What is expected:
Quote the full listing word for word.
[begin Listed entries]
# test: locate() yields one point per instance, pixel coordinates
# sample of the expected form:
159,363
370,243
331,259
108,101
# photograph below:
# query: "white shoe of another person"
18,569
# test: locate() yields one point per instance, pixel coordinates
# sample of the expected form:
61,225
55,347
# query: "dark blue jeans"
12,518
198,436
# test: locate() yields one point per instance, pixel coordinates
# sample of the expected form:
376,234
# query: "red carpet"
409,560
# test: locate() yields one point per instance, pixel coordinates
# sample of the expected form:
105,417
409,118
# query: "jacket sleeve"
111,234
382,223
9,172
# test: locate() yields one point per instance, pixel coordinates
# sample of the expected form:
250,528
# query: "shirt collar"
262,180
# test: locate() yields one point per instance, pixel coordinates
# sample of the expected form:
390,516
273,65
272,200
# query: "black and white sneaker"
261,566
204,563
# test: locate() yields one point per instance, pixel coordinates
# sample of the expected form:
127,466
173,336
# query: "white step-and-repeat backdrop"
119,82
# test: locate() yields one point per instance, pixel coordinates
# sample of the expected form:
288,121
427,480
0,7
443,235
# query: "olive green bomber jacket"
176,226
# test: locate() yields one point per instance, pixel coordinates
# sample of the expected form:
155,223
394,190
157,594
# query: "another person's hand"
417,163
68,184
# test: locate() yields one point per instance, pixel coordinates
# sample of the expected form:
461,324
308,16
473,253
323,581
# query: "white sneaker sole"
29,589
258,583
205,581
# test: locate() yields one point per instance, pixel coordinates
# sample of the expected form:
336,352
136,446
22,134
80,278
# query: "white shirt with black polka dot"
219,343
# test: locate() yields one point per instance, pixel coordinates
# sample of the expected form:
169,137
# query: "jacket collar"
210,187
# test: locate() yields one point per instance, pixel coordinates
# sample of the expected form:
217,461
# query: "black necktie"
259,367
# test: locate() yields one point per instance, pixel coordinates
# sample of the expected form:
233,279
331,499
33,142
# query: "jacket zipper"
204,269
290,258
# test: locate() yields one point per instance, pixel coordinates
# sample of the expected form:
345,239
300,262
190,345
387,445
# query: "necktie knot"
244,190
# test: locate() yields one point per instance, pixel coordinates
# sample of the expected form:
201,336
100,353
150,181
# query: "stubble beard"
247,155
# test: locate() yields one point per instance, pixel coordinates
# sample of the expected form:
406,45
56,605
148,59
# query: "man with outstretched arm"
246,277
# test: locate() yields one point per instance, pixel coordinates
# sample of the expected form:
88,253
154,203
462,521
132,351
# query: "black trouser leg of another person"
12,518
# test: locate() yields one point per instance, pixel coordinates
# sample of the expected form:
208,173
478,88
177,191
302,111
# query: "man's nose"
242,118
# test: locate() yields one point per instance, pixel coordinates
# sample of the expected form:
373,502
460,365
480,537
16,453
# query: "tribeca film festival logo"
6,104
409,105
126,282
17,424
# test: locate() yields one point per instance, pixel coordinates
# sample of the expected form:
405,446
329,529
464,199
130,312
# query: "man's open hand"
[end Listed entries]
Worked solution:
# test: locate() yields one point per instance, pixel coordinates
# sample of the expected form:
159,363
370,243
331,259
108,101
# photograph below:
# query: "white shoe of another person"
18,569
# test: locate() yields one point per instance, pixel coordinates
# sample of the expected form:
61,225
55,347
# query: "dark blue jeans"
12,518
198,436
# test: locate() yields one point per instance, pixel coordinates
# sample of the expected form:
376,234
# query: "red carpet"
409,560
# test: locate() yields one point per instance, pixel coordinates
# sample of the expected form:
105,417
409,118
# query: "jacket sleeve"
111,234
382,223
9,172
# test: locate() yields one point per instance, pixel coordinates
# sample of the expected form:
250,528
# query: "shirt collar"
262,180
# test: locate() yields one point per instance, pixel coordinates
# sample of the expected form:
390,516
273,65
272,200
# query: "black and white sneaker"
261,566
204,563
# test: locate() yields one point per instance, pixel coordinates
# sample of the expected form:
127,466
173,336
# query: "white step-and-repeat backdrop"
119,82
# test: locate() yields one point per instance, pixel coordinates
# sample of the expected form:
288,121
427,480
0,7
443,235
# query: "olive green bomber jacket"
176,226
# test: locate() yields one point per instance, pixel coordinates
# sample of the expected form:
155,223
394,190
157,594
# query: "another person's hand"
417,163
68,184
# test: locate() yields one point per instance, pixel coordinates
# sample of the expected form:
461,324
308,16
473,253
323,581
# query: "white sneaker sole"
29,589
258,583
205,581
# test: locate() yields one point per instance, pixel coordinates
# sample of the expected form:
336,352
136,446
22,134
80,278
# query: "white shirt with black polka dot"
219,343
# test: locate() yields one point per instance, pixel coordinates
# sample of the expected form:
169,137
# query: "jacket collar"
210,187
# test: locate() yields one point per instance, pixel coordinates
# sample of the expected form:
217,461
# query: "black necktie"
259,367
# test: locate() yields one point per instance, pixel coordinates
# sample of the expected form:
233,279
331,499
33,142
# query: "jacket zipper"
204,269
290,258
# test: locate() yields one point per instance, pixel coordinates
# sample of the expected form:
345,239
300,262
190,345
387,445
# query: "necktie knot"
244,190
# test: locate() yields one point per instance, pixel coordinates
# sample of the expected form:
201,336
100,353
150,181
# query: "stubble beard"
247,155
# test: locate() yields one point per instance, pixel coordinates
# sample of the expected form:
406,45
56,605
148,59
# query: "man with outstretched arm"
246,277
# test: locate() yields one point per instance, pixel coordinates
# sample of the expected form:
88,253
154,203
462,521
132,351
# query: "black trouser leg of another person"
12,518
# test: locate() yields one point per instance, pixel coordinates
# sample of the expected form:
208,173
478,88
177,191
302,111
# query: "man's nose"
242,118
# test: locate() yields one point per instance, pixel coordinates
# sample of the expected form:
373,502
460,365
480,537
16,453
# query: "tribeca film festival logo"
6,104
409,105
126,282
17,424
# test: locate() yields one point per instance, pixel coordinates
# sample of the expected form:
405,446
329,529
464,199
130,312
# query: "man's open hand"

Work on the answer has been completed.